» Task requirements
List each line of the entries below that contains the word "lamp". Case counts.
__________________________________________________
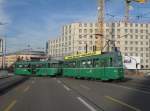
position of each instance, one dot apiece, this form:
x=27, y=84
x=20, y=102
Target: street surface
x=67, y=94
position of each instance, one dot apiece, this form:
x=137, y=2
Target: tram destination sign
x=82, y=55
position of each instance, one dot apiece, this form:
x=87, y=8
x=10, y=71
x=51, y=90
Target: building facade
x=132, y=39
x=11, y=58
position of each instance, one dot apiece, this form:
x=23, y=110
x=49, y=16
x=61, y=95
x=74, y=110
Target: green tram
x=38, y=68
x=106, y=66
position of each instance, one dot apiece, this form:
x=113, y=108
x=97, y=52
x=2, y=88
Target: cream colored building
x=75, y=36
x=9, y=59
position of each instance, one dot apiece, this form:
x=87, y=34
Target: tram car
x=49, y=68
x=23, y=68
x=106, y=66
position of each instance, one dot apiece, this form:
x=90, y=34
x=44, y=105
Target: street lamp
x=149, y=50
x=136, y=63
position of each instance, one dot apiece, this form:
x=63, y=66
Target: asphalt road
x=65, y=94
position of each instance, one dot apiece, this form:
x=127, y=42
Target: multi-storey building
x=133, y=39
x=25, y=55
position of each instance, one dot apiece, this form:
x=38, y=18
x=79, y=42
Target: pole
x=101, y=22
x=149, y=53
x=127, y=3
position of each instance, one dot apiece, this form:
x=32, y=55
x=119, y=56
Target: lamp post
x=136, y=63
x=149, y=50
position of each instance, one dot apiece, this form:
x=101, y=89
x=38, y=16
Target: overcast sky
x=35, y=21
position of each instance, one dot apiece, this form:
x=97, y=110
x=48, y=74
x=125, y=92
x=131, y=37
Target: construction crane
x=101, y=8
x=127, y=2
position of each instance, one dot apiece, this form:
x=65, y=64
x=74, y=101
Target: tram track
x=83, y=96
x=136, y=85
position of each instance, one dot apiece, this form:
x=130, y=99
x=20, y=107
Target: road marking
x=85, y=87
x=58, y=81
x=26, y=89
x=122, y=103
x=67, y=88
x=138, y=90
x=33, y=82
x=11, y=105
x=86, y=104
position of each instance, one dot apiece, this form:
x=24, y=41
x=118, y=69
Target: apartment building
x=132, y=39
__________________________________________________
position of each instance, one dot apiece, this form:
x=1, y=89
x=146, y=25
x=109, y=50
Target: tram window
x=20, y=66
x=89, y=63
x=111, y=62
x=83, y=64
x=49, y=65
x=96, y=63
__________________________________________________
» Final answer
Target: street lamp
Target: lamp post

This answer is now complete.